- [Texto fornecido]:
━━━━

20.11.06

O meu óvulo e o teu espermatozóide

"INFIDELIDADE CONSENTIDA" - foi assim que os bispos portugueses classificaram o recurso à procriação medicamente assistida (PMA) quando os espermatozóides ou os óvulos utilizados no processo não forem os do próprio casal. Para a Igreja, pelos vistos, para se ser infiel já não é preciso convocar um terceiro para a nossa cama. Basta um espermatozóide em meio hospitalar. Um mero e microscópico espermatozóide, que não tenha feito os sagrados votos do matrimónio. A gente ouve e não acredita.

━━━━

- [Dados apresentados]:
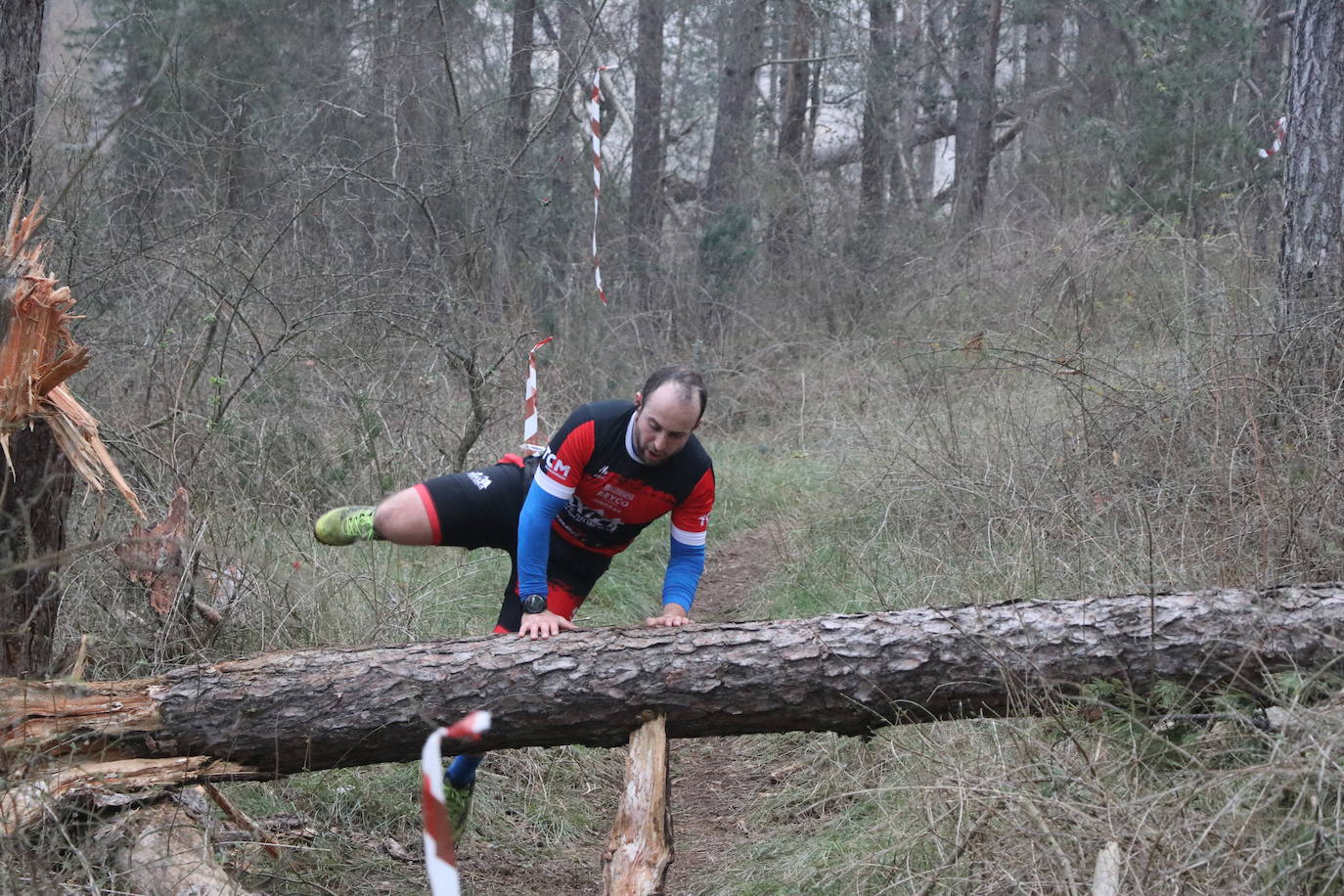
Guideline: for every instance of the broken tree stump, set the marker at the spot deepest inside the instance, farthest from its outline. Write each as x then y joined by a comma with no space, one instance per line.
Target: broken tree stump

━━━━

- [Instruções]:
• 1. Atualize o trecho do texto sobre a procriação medicamente assistida que começa em "O meu óvulo" e segue até "e não acredita.", trocando "bispos portugueses" por "bispos espanhóis".
• 2. Prossiga o texto sobre a procriação medicamente assistida e a posição dos bispos a partir do ponto em que ele termina.

- [Respostas do exercício]:
• 1.
O meu óvulo e o teu espermatozóide

"INFIDELIDADE CONSENTIDA" - foi assim que os bispos espanhóis classificaram o recurso à procriação medicamente assistida (PMA) quando os espermatozóides ou os óvulos utilizados no processo não forem os do próprio casal. Para a Igreja, pelos vistos, para se ser infiel já não é preciso convocar um terceiro para a nossa cama. Basta um espermatozóide em meio hospitalar. Um mero e microscópico espermatozóide, que não tenha feito os sagrados votos do matrimónio. A gente ouve e não acredita.

• 2.
Não é que a PMA não possa levantar - e levanta - graves problemas éticos, sobre os quais vale a pena reflectir. Para quem acredita que há vida no instante em que há fecundação, é evidente que a questão dos embriões excedentários não pode ser ignorada. Mas parece que a Igreja, em tudo o que está relacionado com a reprodução e a vida sexual, não consegue resistir a dar sempre um passo para além do razoável. Chamar "infidelidade consentida" ao desejo, tantas vezes desesperado, de um casal em ter filhos é um completo absurdo, que só pode fazer sentido dentro da cabeça dos bispos que esta semana se reuniram em Fátima.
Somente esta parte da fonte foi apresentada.